[Data records]
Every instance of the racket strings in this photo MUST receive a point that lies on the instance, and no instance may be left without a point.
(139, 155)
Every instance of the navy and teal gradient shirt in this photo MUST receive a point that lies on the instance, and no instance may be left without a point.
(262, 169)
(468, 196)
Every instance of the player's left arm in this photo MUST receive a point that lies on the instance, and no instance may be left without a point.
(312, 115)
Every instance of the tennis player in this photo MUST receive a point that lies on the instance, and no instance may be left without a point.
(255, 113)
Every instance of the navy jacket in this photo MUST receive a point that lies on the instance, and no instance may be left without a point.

...

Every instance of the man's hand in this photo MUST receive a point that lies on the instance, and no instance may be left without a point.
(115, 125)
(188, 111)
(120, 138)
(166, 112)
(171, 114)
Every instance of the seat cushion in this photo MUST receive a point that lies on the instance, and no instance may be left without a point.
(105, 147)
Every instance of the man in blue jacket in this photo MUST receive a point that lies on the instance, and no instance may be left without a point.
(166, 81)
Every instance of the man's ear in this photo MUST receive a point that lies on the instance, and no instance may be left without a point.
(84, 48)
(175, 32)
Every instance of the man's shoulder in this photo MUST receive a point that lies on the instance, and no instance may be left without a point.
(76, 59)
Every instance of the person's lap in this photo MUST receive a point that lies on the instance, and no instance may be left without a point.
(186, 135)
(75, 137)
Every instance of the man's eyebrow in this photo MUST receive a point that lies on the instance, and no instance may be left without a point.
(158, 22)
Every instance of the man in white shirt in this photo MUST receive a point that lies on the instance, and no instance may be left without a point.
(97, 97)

--

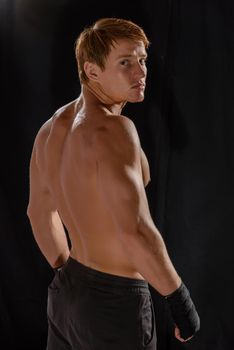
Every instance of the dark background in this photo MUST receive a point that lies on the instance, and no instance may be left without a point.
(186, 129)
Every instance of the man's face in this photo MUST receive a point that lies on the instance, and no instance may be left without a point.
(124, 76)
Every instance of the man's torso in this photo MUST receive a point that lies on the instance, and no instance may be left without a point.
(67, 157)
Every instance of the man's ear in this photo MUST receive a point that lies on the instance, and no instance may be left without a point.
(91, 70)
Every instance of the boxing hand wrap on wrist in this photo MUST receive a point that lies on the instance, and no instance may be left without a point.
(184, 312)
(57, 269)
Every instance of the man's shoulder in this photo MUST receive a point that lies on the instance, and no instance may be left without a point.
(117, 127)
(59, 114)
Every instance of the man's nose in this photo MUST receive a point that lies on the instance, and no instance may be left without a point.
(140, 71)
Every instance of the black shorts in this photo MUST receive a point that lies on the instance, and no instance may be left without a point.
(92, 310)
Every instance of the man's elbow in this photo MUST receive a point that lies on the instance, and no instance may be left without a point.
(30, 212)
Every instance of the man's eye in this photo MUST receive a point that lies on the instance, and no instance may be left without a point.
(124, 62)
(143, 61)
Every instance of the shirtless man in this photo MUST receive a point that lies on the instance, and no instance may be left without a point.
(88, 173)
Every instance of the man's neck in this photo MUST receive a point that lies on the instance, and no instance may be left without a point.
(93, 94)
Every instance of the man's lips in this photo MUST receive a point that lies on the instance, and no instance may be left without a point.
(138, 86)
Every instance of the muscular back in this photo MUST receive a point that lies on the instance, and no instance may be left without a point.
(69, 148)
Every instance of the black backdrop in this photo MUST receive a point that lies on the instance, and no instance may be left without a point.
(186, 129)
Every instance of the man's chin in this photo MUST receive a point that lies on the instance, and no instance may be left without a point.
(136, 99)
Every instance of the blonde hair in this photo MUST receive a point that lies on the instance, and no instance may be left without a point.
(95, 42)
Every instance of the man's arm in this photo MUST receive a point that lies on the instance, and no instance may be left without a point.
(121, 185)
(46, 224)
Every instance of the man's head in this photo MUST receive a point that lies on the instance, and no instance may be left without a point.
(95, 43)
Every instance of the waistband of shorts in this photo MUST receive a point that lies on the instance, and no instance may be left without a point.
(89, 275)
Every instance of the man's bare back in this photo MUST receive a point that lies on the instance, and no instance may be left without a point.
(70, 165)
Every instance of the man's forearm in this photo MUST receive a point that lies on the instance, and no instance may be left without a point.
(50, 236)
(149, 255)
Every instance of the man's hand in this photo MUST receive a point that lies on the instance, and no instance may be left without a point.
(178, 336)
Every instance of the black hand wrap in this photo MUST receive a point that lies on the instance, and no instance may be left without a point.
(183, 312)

Exercise details = Reproduce the lines between the one holding "Every instance of the racket" and the one holding "Every instance of the navy jacket", inclusive, changing "tennis player" to "athlete" and leaving everything else untouched.

Task output =
Every instance of the racket strings in this photo MUST receive a point that lies on the instance, and no instance may be left without a point.
(139, 155)
Every instance of the navy and teal gradient shirt in this photo MUST receive a point that lies on the instance, and no instance may be left without a point.
(262, 169)
(468, 196)
Every instance of the player's left arm in this photo MUST receive a point that lies on the instance, and no instance may be left without a point.
(312, 115)
Every instance of the athlete in this photo MUST receive a point that lies on the instance, and no instance may be left without a point.
(255, 113)
Every instance of the navy jacket in this photo MUST receive a point that lies on the instance, and no instance may be left without a point.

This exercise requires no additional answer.